Set problem:
Gather every line of the data that contains the string "cliff", and copy each such line in full.

Dataset items
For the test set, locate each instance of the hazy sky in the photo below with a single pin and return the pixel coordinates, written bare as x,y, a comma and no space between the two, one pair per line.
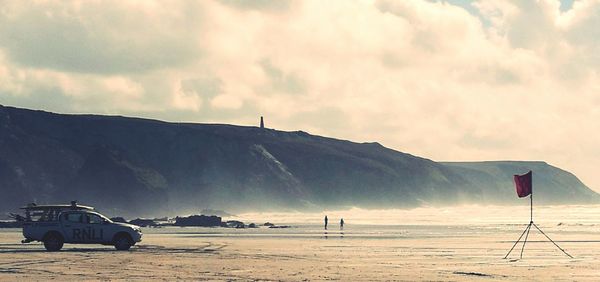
455,80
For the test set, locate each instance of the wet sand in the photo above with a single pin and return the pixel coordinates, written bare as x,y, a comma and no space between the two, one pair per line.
365,253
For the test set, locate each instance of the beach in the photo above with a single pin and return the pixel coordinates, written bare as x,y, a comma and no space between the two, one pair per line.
381,252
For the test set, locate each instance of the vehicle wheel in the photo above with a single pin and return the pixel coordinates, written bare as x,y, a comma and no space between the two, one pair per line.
53,242
123,242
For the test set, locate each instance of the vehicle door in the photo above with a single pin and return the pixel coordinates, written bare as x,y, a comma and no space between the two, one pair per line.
73,227
96,226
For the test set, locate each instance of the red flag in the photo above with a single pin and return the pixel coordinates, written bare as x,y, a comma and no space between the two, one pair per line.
523,183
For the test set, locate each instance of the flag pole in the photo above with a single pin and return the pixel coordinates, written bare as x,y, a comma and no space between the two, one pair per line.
531,206
518,183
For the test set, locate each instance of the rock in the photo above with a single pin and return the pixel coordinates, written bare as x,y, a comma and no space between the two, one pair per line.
198,220
143,222
235,224
118,219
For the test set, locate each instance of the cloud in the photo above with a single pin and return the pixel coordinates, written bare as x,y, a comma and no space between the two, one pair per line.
448,80
100,36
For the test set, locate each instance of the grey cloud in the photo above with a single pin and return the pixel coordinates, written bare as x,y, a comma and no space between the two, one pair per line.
205,87
265,5
95,38
283,82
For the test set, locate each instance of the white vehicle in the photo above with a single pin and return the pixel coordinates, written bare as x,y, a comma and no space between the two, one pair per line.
55,225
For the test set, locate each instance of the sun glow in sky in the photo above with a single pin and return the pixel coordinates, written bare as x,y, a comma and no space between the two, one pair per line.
446,80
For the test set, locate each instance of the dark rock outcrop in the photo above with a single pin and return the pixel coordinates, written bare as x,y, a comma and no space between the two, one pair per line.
139,167
198,220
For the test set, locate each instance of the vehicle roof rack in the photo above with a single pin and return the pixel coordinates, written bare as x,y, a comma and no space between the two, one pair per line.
72,206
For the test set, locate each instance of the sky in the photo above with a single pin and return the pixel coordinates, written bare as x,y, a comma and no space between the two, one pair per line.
446,80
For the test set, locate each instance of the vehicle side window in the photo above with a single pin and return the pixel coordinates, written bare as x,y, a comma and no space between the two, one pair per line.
73,217
94,219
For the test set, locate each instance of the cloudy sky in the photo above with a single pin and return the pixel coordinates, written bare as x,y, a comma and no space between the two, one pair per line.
446,80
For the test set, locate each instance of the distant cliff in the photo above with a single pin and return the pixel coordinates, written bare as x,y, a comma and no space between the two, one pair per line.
133,166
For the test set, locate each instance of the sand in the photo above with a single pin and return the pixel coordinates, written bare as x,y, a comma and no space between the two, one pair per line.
362,253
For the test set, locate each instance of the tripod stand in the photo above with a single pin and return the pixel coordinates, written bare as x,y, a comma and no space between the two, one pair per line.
528,228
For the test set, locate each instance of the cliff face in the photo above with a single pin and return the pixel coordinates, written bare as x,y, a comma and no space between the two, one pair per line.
136,167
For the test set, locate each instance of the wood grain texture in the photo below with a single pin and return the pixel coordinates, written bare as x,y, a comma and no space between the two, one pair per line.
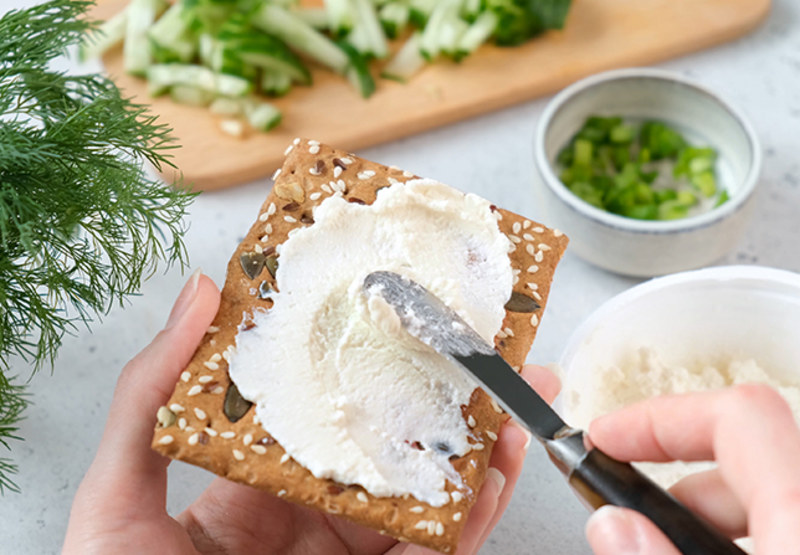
599,35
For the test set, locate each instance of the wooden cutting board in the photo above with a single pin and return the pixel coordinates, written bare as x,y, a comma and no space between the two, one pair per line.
599,35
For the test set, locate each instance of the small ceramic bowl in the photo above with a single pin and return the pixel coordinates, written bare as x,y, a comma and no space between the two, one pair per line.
690,319
641,247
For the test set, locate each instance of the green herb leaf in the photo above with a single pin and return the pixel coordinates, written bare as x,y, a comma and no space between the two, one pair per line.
81,223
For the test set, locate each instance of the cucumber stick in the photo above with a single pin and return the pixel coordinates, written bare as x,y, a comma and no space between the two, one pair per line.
300,36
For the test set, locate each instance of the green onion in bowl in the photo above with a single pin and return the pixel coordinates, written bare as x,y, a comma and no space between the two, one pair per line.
644,170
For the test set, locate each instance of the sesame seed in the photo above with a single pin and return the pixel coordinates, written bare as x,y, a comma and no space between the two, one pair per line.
431,527
195,390
166,440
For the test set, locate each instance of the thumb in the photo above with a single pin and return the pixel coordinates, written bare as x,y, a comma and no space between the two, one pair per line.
617,531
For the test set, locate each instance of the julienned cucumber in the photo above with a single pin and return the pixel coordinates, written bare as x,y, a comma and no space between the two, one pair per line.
206,52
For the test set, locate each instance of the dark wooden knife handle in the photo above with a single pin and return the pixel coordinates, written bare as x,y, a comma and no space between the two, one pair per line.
602,480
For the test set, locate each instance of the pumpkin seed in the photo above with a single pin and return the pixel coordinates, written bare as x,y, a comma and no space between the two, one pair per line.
272,265
235,405
252,263
521,303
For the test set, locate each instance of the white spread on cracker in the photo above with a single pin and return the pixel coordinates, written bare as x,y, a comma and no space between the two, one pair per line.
642,373
347,393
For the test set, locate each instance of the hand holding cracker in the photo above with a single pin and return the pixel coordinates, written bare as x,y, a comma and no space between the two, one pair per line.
120,505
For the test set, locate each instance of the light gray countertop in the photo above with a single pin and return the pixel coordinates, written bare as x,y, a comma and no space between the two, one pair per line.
488,155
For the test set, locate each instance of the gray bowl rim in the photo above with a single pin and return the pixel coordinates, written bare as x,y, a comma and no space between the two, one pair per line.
683,225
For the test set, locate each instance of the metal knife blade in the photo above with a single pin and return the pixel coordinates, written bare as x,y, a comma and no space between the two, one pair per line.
428,319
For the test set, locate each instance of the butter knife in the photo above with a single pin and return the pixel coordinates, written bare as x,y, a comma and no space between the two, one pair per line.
596,477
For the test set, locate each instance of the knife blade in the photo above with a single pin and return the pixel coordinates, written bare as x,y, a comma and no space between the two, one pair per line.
431,321
596,477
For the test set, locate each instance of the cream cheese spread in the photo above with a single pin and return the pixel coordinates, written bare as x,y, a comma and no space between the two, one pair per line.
338,383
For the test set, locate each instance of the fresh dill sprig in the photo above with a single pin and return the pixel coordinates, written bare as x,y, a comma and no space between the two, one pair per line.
81,222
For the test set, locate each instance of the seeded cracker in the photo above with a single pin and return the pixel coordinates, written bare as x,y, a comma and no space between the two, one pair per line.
208,424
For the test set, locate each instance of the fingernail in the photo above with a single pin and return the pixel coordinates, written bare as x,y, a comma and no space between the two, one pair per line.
497,477
524,432
185,299
611,530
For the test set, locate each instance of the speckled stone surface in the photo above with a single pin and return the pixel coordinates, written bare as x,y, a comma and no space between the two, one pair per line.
489,155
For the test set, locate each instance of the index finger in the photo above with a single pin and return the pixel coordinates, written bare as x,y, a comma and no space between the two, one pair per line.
749,430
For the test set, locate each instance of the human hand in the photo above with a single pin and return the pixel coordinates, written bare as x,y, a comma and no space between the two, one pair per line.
120,506
755,489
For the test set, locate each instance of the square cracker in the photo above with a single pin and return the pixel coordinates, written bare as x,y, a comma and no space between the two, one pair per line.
193,427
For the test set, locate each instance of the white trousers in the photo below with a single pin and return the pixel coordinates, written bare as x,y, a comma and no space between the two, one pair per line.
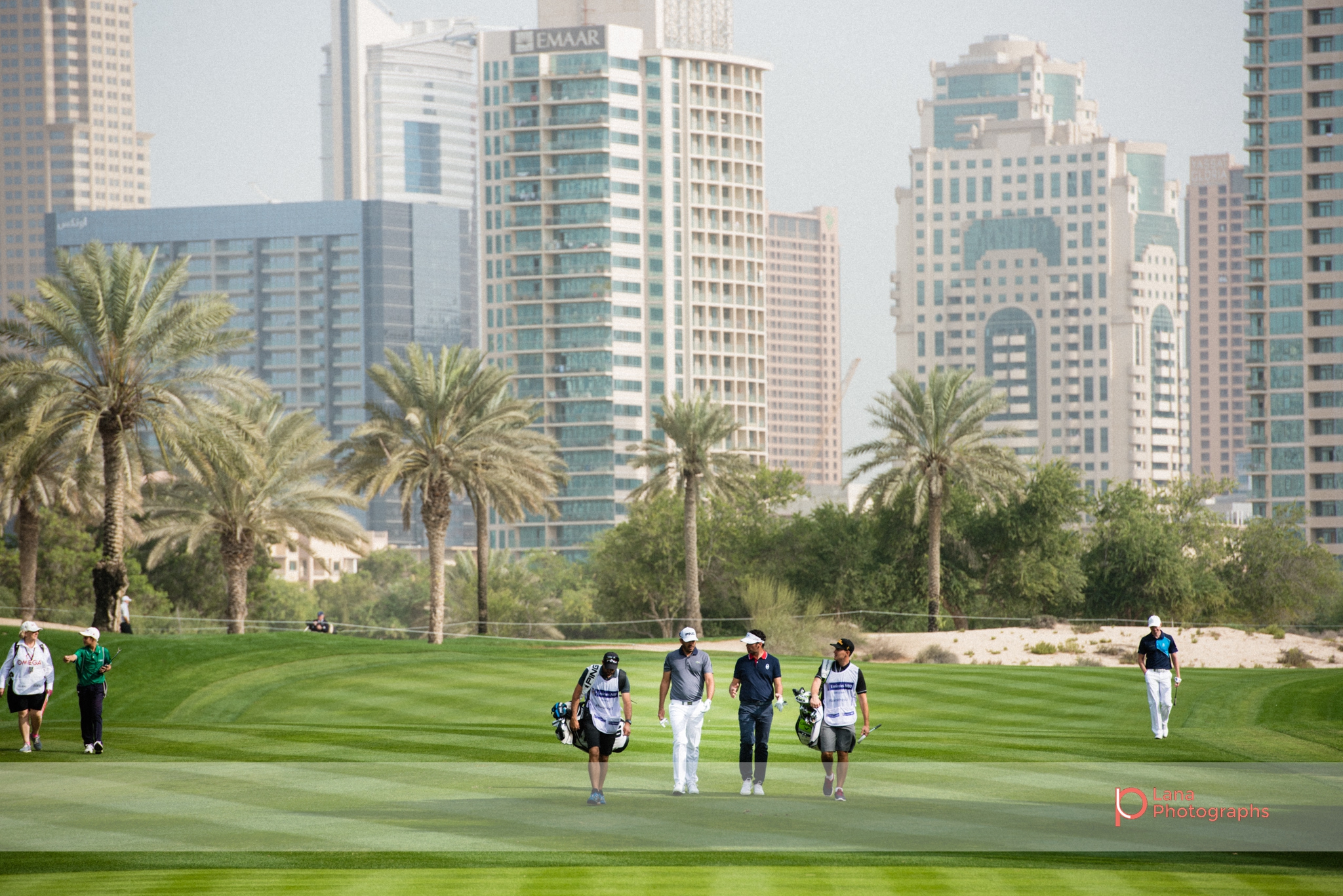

Result of this exercise:
For the test set, locate each instance of the distant cliff in the photo above with a single pin and return the pixel coordinates, written bare as x,y, a comma and no space between the two, one pair per line.
For the test set, locate each instance of the cliff face in the photo above with a single pin and return the pixel coordinates, written bare as x,y, a comma and no space between the two, one pair per line.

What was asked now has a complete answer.